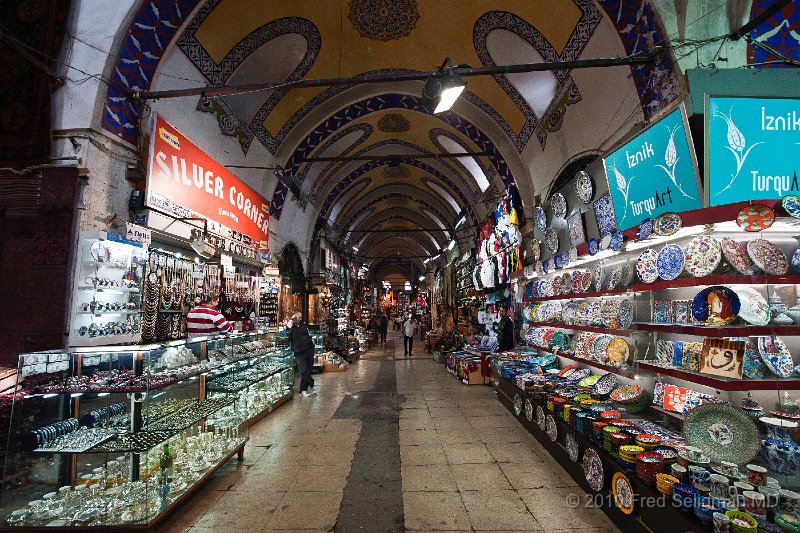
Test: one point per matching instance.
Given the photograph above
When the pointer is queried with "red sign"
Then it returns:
(185, 181)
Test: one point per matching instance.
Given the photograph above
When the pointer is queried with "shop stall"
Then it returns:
(116, 437)
(660, 329)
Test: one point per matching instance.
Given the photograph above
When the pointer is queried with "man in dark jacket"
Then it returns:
(505, 332)
(303, 348)
(383, 327)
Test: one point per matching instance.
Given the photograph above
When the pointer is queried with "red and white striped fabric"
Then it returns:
(204, 320)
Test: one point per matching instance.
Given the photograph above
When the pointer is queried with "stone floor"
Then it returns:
(392, 444)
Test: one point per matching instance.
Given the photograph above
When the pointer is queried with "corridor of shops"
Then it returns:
(392, 444)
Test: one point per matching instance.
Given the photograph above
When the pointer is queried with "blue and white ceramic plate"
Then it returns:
(551, 240)
(540, 218)
(604, 214)
(776, 356)
(646, 266)
(670, 262)
(791, 204)
(593, 246)
(559, 204)
(645, 229)
(616, 241)
(584, 187)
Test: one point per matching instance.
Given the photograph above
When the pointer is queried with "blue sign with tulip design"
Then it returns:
(753, 148)
(654, 173)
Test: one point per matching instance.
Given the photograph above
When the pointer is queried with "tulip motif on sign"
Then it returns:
(623, 186)
(736, 144)
(671, 160)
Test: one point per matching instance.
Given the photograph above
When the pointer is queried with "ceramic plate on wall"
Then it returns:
(646, 266)
(736, 255)
(791, 204)
(722, 432)
(755, 217)
(670, 262)
(584, 187)
(645, 229)
(551, 240)
(753, 307)
(767, 257)
(540, 218)
(703, 255)
(667, 224)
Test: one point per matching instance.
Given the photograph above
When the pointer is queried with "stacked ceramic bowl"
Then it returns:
(683, 495)
(705, 507)
(648, 464)
(627, 456)
(632, 398)
(665, 483)
(648, 441)
(742, 522)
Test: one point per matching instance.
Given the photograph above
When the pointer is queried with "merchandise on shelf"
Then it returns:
(116, 436)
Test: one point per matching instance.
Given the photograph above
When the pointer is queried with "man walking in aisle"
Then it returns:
(409, 327)
(303, 348)
(382, 328)
(505, 331)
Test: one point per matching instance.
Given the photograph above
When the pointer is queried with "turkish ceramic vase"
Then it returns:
(778, 449)
(796, 256)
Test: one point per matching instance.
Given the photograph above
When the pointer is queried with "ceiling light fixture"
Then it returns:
(443, 87)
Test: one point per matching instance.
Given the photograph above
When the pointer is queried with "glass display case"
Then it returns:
(107, 290)
(118, 436)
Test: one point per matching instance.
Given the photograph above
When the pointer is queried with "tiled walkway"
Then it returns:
(329, 462)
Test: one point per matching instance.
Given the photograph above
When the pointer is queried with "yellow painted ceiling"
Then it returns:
(444, 29)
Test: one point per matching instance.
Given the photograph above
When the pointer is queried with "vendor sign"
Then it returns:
(184, 181)
(753, 148)
(654, 173)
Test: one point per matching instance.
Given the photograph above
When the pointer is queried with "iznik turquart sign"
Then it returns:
(654, 173)
(753, 148)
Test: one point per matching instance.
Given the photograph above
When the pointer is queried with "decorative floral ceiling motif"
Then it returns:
(383, 20)
(393, 123)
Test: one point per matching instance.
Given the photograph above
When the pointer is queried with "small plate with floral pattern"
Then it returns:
(767, 257)
(702, 256)
(573, 450)
(755, 217)
(584, 187)
(646, 266)
(667, 224)
(551, 428)
(593, 469)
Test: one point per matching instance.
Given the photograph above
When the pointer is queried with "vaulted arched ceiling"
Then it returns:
(505, 118)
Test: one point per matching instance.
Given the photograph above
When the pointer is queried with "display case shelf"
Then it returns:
(576, 327)
(715, 279)
(719, 383)
(588, 362)
(718, 331)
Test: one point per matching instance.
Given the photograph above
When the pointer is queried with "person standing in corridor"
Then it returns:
(303, 348)
(409, 327)
(383, 327)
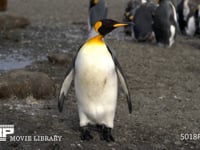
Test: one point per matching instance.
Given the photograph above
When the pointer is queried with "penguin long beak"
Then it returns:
(119, 25)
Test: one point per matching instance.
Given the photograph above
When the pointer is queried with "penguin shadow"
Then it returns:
(96, 133)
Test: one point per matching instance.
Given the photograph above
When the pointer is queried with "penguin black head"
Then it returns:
(105, 26)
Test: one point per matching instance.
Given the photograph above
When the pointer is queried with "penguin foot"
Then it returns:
(106, 134)
(85, 134)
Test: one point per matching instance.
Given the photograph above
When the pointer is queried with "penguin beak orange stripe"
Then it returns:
(119, 25)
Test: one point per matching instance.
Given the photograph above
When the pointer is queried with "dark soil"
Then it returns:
(164, 83)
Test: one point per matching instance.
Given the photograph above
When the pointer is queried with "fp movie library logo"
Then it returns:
(9, 129)
(6, 130)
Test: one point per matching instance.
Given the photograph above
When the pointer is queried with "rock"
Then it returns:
(8, 22)
(60, 58)
(22, 83)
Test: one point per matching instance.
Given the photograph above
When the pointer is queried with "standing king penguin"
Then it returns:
(165, 23)
(95, 71)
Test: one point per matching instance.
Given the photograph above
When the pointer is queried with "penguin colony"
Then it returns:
(96, 70)
(151, 18)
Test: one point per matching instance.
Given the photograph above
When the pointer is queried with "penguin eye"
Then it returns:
(97, 26)
(131, 17)
(95, 1)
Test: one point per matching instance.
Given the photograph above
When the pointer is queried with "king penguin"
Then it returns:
(186, 18)
(96, 71)
(165, 23)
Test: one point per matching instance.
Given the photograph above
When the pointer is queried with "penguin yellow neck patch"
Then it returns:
(97, 26)
(96, 40)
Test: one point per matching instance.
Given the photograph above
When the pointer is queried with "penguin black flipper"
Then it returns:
(122, 79)
(66, 83)
(65, 87)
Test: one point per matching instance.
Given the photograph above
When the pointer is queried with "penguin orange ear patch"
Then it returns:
(131, 17)
(97, 25)
(95, 1)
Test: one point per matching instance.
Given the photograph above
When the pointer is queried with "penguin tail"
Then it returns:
(61, 99)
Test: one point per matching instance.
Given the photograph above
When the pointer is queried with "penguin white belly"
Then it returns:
(96, 85)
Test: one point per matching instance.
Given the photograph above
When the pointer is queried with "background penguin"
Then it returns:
(97, 11)
(142, 23)
(129, 14)
(197, 19)
(165, 23)
(95, 70)
(186, 17)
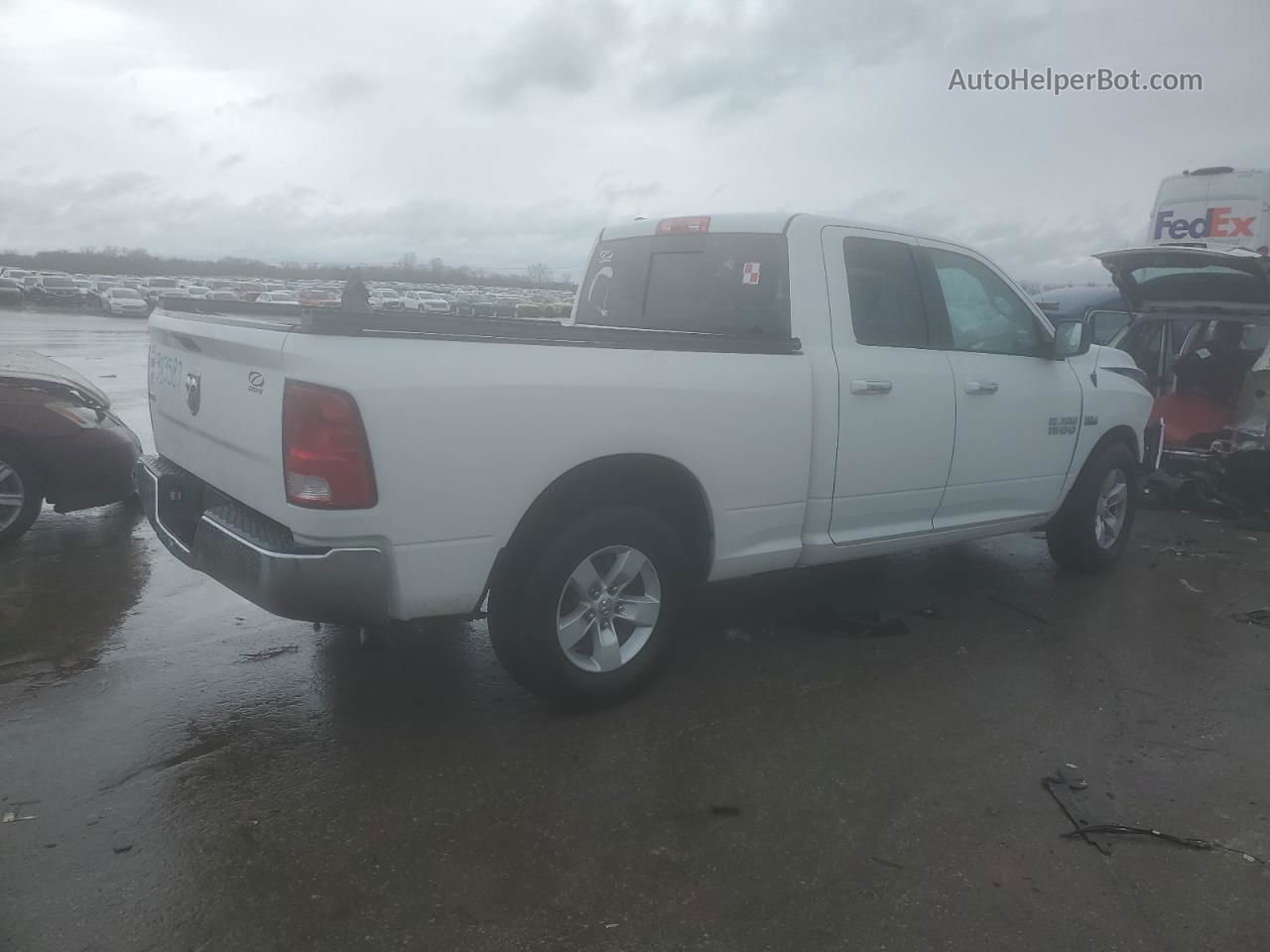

# # # # #

- **YOUR OBJECTIVE**:
Pull out every line of the records above that contains the string "standing", treating uppercase and lowercase letters as different.

- **EXERCISE SOLUTION**:
When the pointer is queried with "person standing in corridor"
When the pointer is queried with "standing king penguin"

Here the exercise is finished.